(Work instruction) Every line of the records counts; transcribe each one exactly.

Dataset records
========================================================================

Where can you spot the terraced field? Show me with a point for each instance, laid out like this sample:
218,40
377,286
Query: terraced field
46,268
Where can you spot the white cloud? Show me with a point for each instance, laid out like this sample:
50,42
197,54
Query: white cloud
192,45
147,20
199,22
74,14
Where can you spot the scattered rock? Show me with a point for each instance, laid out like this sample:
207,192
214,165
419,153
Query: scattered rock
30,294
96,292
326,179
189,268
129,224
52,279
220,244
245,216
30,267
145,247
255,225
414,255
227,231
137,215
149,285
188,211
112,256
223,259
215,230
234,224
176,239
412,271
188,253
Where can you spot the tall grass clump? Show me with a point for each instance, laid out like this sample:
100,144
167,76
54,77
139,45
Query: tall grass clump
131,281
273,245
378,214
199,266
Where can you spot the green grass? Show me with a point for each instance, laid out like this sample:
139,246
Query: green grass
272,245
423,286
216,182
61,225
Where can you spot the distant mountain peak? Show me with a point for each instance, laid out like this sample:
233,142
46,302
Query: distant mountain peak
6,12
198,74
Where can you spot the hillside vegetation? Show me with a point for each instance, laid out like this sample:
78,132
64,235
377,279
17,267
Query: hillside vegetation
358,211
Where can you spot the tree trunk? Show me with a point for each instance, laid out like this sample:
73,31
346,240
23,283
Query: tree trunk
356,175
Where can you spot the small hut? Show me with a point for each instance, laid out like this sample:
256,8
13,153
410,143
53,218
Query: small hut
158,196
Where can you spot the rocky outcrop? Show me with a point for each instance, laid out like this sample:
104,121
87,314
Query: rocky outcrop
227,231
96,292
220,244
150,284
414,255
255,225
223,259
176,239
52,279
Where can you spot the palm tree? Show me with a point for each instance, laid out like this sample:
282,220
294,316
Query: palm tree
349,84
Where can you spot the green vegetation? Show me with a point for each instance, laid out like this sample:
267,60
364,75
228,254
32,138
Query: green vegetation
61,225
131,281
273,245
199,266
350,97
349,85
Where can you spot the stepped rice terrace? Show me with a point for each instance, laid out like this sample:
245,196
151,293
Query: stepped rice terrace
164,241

========================================================================

(Completed exercise)
Where can you spot the terraced field? Show me with a point for each instance, laid out like this sample:
218,40
377,286
Query: terraced field
46,268
Where can you spot the white cloud? Show me with a point for each instance, laid out like this sample:
50,42
197,54
Query: white cloud
192,45
147,20
199,22
74,14
Where can you spot the scattered rock? Show me with a point for each instance, laid out like this sample:
207,192
214,165
419,153
Query: scattered rock
30,294
96,292
326,179
189,268
129,224
52,279
220,244
245,216
30,267
145,247
255,225
414,255
227,231
137,215
149,285
188,211
112,256
223,259
215,230
234,224
176,239
412,271
188,253
Where can you spot the tall grass clump? Show me with a point for each instance, laid out like this sample:
100,144
167,76
54,77
139,45
Query: tall grass clump
131,281
273,245
378,214
199,266
Where can you spot the green grass? Show me with a point for each instance, laid out like this sample:
139,246
Query: green grass
272,245
423,286
216,182
61,225
Where can you spot the distant mountain peak? Show me with a point for each instance, laid out like this sample:
233,142
46,302
Query: distant mountain peak
6,12
198,74
Where can you spot the hillside vegetation? Show me with a point for each instance, laid out like this sample:
78,132
64,235
377,279
17,267
Query: hillside vegetation
358,211
Where can you spot the tree trunk? Show me with a point for each instance, laid out like this sample:
73,31
346,240
23,283
Query: tree trunk
356,175
Where can you spot the small hut? Show me with a point for each instance, laid out like this sample:
256,8
13,153
410,143
53,218
Query: small hut
158,196
Where can you spot the rocky outcrop? Show me with a point for each instance, laid out like this sample:
104,121
87,314
Query: rocky outcrop
227,231
96,292
220,244
150,284
414,255
255,225
223,259
176,239
52,279
Where can you spot the palm tree? Show me with a point for each instance, laid out like this sample:
282,220
294,316
Query: palm tree
349,84
Where can you spot the green vegetation? Show me with a point for each instance, laid out like this sample:
267,60
364,75
228,254
32,138
Query: green vegetation
61,225
131,281
273,245
199,266
350,97
349,85
Where can you spot the stepped rice terrace? Show me with a point for each instance, laid out like this sample:
245,196
151,293
Query: stepped rice terrace
164,241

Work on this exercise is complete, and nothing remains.